═════ Excerpt to read

What are the Challenges of public digital infrastructure?

  • For better implementation of digital technology, it is prerequisite that digital infrastructure should be designed based on principles of availability, affordability, value, and trust.
  • Which can be made by using design principles, legislative frameworks, governance frameworks, and public engagement.
  • But the current digital ecosystem, it is identified that existing different digital infrastructures are not interconnected as a design; a technical integration is required to make them conversant and interoperable.
  • Most of available digital data is stored on private databases, which makes the validation of data more complex as the network grows, driving up costs and creating inefficiencies.

Web 3.0 to address these challenges: Yes

What is Web 3.0 (Web3)?

  • Web 3.0 (Web3) is the third generation of the evolution of web technologies.
  • The web, also known as the World Wide Web, is the foundational layer for how the internet is used, providing website and application services.
  • Web 3.0 will have a strong emphasis on decentralized applications and make extensive use of blockchain-based technologies.
  • Web 3.0 will also make use of machine learning and artificial intelligence (AI) to help empower more intelligent and adaptive applications.
  • Web 3.0 architecture can be the next resilient platforms, which is capable of scaling and solving the current challenges in a cost-efficient manner.
  • The Web 3.0 architecture establishes a new version of the Internet protocol incorporating token-based economics, transparency, and decentralization.
  • A user can access all ecosystem benefits using a distributed token where they can show proof of ownership, tax history, and payment instrument.
  • Therefore, A blockchain-based infrastructure can provide all these attributes without the need of trusting any actor to verify a ledger’s history. The blockchain records could be visible, compiled, and audited by the regulators in real time.

Increasing global adoption of blockchain infrastructure:

  • Many countries have already begun establishing their blockchain policies and infrastructure.
  • Estonia, the world’s blockchain capital, is using blockchain infrastructure to verify and process all e-governance services offered to the general public.
  • In Britain, the Centre for Digital Built Britain, a partnership between the University of Cambridge and the UK government is running the National Digital Twin (NDT)program to foster collaboration between owners and developers of digital twins in the built environment
  • There are also well-established Decentralised finance (DeFi) platforms that rely on blockchain infrastructure like Ethereum, however, pegged to the base cryptocurrencies owned by that platform.
  • DeFi allows users to borrow and lend cryptocurrencies on a short-term basis at algorithmically determined rates.

══════════
═════ Information shown

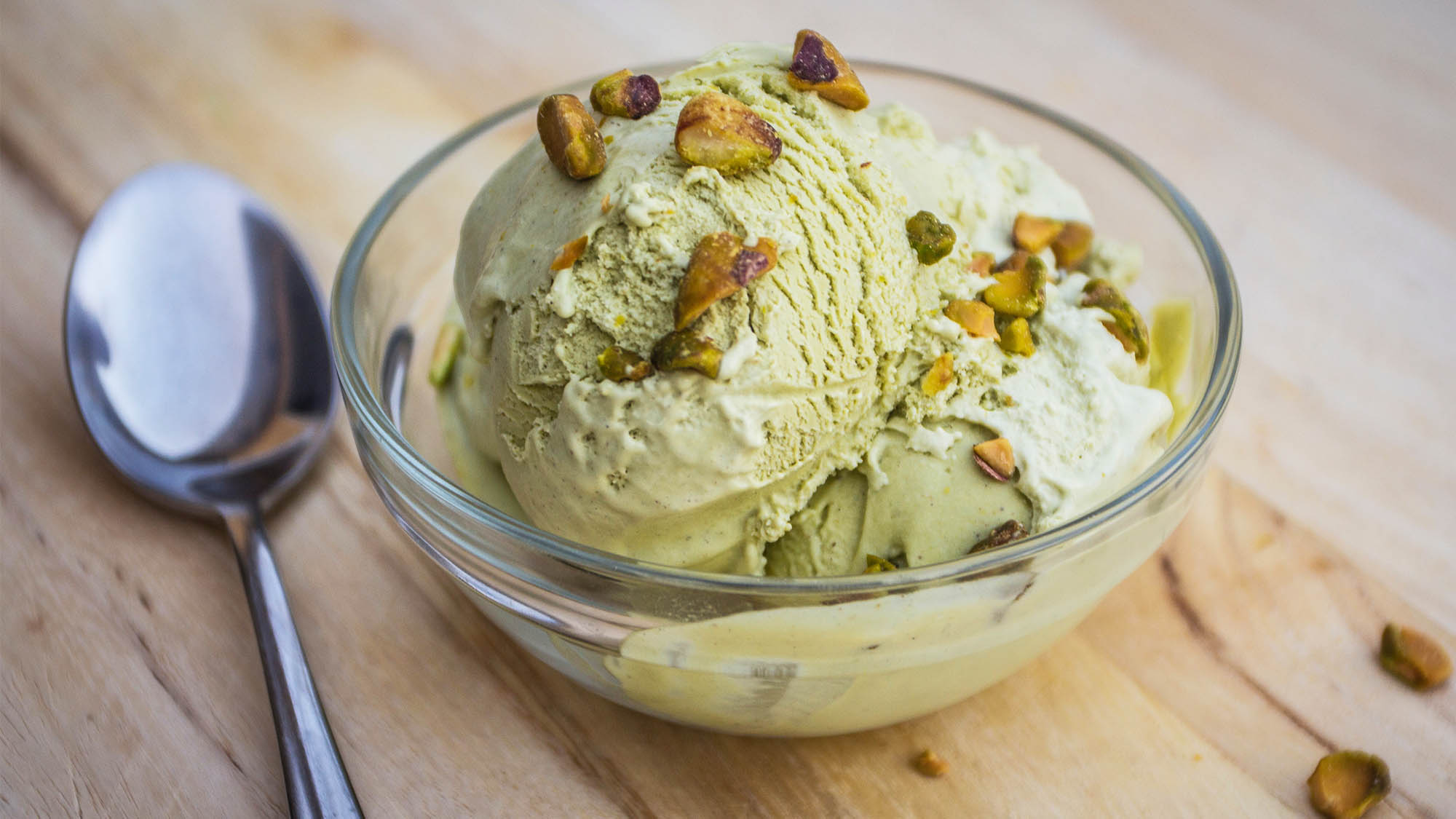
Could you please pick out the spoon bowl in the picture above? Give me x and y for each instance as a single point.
(196, 343)
(199, 359)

══════════

# Prompt 1
According to the passage on public digital infrastructure and Web 3.0, which country is described as the world's blockchain capital?
# Prompt 2
From the passage on public digital infrastructure and Web 3.0, write out the stretch from "Increasing global adoption" through "algorithmically determined rates." word for word.

# Answer 1
Estonia

# Answer 2
Increasing global adoption of blockchain infrastructure:

  • Many countries have already begun establishing their blockchain policies and infrastructure.
  • Estonia, the world’s blockchain capital, is using blockchain infrastructure to verify and process all e-governance services offered to the general public.
  • In Britain, the Centre for Digital Built Britain, a partnership between the University of Cambridge and the UK government is running the National Digital Twin (NDT)program to foster collaboration between owners and developers of digital twins in the built environment
  • There are also well-established Decentralised finance (DeFi) platforms that rely on blockchain infrastructure like Ethereum, however, pegged to the base cryptocurrencies owned by that platform.
  • DeFi allows users to borrow and lend cryptocurrencies on a short-term basis at algorithmically determined rates.